As fear of terrorists and calls for heightened security sweep the European continent, experts argue for keeping the door open to secure pensions and invigorate Europe’s future workforce.

November’s terrorist attacks in Paris are likely to compound Europe’s deep divisions over how to respond to its refugee and migrant crisis, particularly given reports that one of the perpetrators arrived amid the ongoing influx. But calls for the reintroduction of border controls and a new “Fortress Europe” risk giving Europe’s demagogues the lead and making it harder than ever to convince people of the need to integrate newcomers into the European Union’s workforce.

The climate of fear that the attacks have created threatens to obscure a key statistic: unless EU countries open their doors wider to immigration, the current ratio of four working-age people for every pensioner will fall to 2:1 by mid-century, if not earlier. Pension and social security systems are already under severe strain.

Integration for growth

Nobody denies that this year’s wave of migration is overwhelming some EU countries, and that solidarity among them is crumbling. But the truth is that the European economy badly needs the young people pouring across its frontiers from the greater Middle East and Africa.

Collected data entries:
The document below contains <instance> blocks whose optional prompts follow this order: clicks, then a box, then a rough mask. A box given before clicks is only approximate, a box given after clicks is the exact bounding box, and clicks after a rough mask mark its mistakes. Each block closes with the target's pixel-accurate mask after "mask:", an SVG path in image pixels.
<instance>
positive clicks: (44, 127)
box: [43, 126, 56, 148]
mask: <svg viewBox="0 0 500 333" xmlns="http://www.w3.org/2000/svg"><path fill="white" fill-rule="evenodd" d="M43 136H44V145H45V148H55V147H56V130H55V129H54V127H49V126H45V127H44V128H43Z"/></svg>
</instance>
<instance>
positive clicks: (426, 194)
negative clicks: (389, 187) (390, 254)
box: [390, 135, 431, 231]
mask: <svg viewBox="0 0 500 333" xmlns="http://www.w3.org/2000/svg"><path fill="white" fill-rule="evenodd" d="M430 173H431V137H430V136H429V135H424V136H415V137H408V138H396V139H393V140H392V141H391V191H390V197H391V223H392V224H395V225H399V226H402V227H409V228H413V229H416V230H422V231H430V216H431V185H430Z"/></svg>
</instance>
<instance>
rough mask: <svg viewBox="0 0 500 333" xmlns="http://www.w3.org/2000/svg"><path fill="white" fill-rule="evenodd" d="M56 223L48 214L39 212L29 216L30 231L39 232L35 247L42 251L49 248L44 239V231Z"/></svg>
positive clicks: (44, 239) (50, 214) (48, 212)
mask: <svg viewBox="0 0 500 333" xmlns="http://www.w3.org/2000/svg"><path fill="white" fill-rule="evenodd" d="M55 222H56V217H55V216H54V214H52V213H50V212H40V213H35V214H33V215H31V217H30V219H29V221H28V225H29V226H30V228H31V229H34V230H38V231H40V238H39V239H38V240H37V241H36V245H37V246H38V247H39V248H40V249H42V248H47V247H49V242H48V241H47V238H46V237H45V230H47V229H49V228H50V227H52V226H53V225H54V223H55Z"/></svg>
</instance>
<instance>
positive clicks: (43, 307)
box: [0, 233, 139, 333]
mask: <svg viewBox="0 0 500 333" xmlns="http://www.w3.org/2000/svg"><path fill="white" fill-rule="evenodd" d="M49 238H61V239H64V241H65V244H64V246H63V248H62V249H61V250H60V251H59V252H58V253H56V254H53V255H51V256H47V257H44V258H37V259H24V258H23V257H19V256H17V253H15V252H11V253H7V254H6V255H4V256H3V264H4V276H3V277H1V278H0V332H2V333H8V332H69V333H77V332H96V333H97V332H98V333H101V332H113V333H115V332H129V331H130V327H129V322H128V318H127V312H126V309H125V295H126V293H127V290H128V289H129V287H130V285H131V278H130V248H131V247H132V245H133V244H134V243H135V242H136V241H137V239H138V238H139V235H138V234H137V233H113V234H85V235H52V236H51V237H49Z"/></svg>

## TO-DO ITEM
Copy out the whole article on migration and Europe's workforce, word for word. The listing plays no part in the work here.

## SOLUTION TO THIS TASK
As fear of terrorists and calls for heightened security sweep the European continent, experts argue for keeping the door open to secure pensions and invigorate Europe’s future workforce.

November’s terrorist attacks in Paris are likely to compound Europe’s deep divisions over how to respond to its refugee and migrant crisis, particularly given reports that one of the perpetrators arrived amid the ongoing influx. But calls for the reintroduction of border controls and a new “Fortress Europe” risk giving Europe’s demagogues the lead and making it harder than ever to convince people of the need to integrate newcomers into the European Union’s workforce.

The climate of fear that the attacks have created threatens to obscure a key statistic: unless EU countries open their doors wider to immigration, the current ratio of four working-age people for every pensioner will fall to 2:1 by mid-century, if not earlier. Pension and social security systems are already under severe strain.

Integration for growth

Nobody denies that this year’s wave of migration is overwhelming some EU countries, and that solidarity among them is crumbling. But the truth is that the European economy badly needs the young people pouring across its frontiers from the greater Middle East and Africa.